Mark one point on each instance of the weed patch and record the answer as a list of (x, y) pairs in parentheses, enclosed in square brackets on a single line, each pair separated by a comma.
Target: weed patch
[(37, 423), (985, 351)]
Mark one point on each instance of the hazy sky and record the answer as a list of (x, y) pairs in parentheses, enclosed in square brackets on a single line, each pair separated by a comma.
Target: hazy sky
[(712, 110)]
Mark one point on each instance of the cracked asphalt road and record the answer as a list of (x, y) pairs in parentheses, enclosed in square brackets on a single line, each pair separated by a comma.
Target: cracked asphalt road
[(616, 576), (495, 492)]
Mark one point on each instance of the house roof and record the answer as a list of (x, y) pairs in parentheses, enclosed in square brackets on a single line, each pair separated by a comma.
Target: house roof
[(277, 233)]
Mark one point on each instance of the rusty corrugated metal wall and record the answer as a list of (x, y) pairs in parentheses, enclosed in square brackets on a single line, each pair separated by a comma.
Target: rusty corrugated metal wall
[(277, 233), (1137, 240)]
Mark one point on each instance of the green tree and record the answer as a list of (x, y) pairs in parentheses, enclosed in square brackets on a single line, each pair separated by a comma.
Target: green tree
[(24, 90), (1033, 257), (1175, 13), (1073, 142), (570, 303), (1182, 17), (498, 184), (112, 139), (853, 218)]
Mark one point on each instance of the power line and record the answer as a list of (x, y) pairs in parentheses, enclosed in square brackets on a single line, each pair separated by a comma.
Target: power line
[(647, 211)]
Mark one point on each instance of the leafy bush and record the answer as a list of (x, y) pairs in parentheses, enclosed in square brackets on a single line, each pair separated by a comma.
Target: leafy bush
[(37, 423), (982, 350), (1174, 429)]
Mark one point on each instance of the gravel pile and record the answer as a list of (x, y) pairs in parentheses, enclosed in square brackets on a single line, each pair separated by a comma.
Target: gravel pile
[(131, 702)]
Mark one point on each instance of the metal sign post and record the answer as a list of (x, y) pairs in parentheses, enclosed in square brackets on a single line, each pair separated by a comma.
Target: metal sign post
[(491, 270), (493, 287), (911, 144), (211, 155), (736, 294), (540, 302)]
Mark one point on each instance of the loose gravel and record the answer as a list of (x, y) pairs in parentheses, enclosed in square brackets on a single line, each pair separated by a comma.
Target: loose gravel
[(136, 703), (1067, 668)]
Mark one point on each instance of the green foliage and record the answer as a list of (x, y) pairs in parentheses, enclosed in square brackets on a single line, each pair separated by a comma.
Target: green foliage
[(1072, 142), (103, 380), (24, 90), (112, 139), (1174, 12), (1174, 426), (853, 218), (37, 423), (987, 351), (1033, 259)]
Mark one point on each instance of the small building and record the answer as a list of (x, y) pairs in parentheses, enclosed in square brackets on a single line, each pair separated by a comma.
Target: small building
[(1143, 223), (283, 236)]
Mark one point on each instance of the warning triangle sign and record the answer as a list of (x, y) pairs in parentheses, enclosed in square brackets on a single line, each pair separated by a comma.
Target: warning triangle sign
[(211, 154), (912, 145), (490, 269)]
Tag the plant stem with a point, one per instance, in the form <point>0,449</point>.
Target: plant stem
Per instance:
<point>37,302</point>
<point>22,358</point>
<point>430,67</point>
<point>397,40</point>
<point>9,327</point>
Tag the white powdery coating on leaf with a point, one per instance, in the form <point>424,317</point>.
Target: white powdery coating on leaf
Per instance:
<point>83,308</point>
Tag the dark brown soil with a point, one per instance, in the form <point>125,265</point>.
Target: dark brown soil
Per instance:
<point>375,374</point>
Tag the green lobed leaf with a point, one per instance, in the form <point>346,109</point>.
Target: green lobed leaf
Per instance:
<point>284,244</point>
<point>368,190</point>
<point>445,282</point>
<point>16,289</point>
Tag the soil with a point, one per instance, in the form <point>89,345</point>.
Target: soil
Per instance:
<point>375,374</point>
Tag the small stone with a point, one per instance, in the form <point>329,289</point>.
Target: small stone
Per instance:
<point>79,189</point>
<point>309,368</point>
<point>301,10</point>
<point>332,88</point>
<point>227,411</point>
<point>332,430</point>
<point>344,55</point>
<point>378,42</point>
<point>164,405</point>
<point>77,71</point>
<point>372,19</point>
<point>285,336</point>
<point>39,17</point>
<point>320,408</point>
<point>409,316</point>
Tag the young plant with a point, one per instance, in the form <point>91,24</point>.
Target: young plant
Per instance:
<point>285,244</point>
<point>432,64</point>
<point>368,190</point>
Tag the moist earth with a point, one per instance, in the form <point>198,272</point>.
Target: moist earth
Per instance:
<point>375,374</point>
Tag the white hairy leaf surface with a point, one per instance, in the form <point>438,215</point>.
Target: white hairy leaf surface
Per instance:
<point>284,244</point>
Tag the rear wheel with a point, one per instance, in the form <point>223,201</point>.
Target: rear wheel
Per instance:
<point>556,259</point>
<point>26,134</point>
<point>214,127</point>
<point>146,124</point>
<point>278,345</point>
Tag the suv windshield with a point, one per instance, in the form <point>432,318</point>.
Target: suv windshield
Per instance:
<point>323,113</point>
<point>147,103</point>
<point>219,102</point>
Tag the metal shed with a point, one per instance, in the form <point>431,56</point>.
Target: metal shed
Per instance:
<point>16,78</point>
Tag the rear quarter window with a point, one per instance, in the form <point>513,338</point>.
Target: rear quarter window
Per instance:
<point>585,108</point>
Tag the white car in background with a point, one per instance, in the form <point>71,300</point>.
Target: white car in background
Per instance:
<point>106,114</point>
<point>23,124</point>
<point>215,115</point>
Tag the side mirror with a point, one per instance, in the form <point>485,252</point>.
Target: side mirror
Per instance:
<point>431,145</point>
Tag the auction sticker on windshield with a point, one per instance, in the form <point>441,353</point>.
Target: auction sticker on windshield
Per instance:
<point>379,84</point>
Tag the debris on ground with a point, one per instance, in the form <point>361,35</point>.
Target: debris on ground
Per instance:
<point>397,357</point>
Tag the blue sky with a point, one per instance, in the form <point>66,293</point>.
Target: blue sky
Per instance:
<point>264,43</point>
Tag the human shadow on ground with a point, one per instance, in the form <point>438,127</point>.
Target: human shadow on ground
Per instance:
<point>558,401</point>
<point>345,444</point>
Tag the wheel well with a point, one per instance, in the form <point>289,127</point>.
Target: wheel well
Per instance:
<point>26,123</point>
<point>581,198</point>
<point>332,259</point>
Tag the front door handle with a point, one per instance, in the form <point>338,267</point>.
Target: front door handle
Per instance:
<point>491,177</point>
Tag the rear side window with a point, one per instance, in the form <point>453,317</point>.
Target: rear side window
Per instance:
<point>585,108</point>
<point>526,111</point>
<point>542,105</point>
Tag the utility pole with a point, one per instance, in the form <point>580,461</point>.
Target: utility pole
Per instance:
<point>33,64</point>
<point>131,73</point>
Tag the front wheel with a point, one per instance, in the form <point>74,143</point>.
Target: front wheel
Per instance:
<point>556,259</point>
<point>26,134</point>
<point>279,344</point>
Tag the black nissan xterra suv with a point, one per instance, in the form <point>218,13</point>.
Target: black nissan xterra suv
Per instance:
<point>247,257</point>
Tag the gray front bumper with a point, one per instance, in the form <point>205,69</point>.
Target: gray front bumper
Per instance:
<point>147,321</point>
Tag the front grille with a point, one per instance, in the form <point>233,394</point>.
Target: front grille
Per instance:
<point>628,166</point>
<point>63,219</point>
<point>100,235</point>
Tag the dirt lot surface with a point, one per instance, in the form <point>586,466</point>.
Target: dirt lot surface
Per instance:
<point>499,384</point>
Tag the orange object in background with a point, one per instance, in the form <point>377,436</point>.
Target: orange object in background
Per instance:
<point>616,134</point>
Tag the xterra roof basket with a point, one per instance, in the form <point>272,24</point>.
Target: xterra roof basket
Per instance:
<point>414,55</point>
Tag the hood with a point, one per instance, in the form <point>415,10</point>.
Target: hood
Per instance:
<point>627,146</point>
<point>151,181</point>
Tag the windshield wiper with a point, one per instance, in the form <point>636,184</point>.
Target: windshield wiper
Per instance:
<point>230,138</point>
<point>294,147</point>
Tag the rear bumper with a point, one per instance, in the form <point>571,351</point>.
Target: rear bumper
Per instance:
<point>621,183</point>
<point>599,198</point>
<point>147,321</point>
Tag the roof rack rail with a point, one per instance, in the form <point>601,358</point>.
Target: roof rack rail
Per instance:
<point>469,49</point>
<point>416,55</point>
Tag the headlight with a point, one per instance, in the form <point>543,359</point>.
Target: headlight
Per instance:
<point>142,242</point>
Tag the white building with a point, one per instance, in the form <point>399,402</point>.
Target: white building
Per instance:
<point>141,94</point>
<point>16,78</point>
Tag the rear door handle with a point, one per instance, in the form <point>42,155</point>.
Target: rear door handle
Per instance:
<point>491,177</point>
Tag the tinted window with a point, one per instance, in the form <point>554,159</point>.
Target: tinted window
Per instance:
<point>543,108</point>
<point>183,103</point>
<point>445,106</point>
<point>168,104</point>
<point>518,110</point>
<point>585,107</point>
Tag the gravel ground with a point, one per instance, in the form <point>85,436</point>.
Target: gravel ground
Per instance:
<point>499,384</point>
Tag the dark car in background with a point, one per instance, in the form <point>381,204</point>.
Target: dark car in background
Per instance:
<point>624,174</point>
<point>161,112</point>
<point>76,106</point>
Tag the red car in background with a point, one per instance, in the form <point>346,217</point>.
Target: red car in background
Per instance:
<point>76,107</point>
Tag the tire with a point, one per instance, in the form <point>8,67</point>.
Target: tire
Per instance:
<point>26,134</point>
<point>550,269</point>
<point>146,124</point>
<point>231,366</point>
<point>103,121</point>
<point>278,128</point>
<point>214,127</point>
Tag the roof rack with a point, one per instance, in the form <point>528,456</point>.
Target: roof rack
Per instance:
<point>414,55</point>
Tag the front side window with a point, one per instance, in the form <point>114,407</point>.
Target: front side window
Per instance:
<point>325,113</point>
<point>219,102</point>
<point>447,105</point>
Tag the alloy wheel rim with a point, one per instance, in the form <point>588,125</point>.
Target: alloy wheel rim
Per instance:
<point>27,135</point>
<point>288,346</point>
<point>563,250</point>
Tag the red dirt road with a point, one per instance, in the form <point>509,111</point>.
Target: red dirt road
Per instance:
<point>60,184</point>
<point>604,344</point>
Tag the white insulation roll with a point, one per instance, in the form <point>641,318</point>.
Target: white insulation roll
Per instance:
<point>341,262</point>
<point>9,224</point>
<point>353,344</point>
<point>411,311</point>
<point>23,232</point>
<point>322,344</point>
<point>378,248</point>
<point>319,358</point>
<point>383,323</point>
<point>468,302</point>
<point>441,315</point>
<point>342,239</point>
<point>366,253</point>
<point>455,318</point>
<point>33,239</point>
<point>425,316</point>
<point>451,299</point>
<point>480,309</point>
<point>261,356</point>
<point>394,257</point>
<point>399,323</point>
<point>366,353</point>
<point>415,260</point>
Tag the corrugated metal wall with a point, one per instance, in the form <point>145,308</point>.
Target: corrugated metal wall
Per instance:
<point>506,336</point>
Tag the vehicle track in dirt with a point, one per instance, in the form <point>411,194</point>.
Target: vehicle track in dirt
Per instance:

* [Exercise objective]:
Print the stretch of the material above from the line containing "Tag the vehicle" through the end of the material, reproducing each line word for word.

* [Completed task]:
Tag the vehicle track in dirt with a point, one per instance, in the form <point>411,194</point>.
Target: vehicle track in dirt
Per instance:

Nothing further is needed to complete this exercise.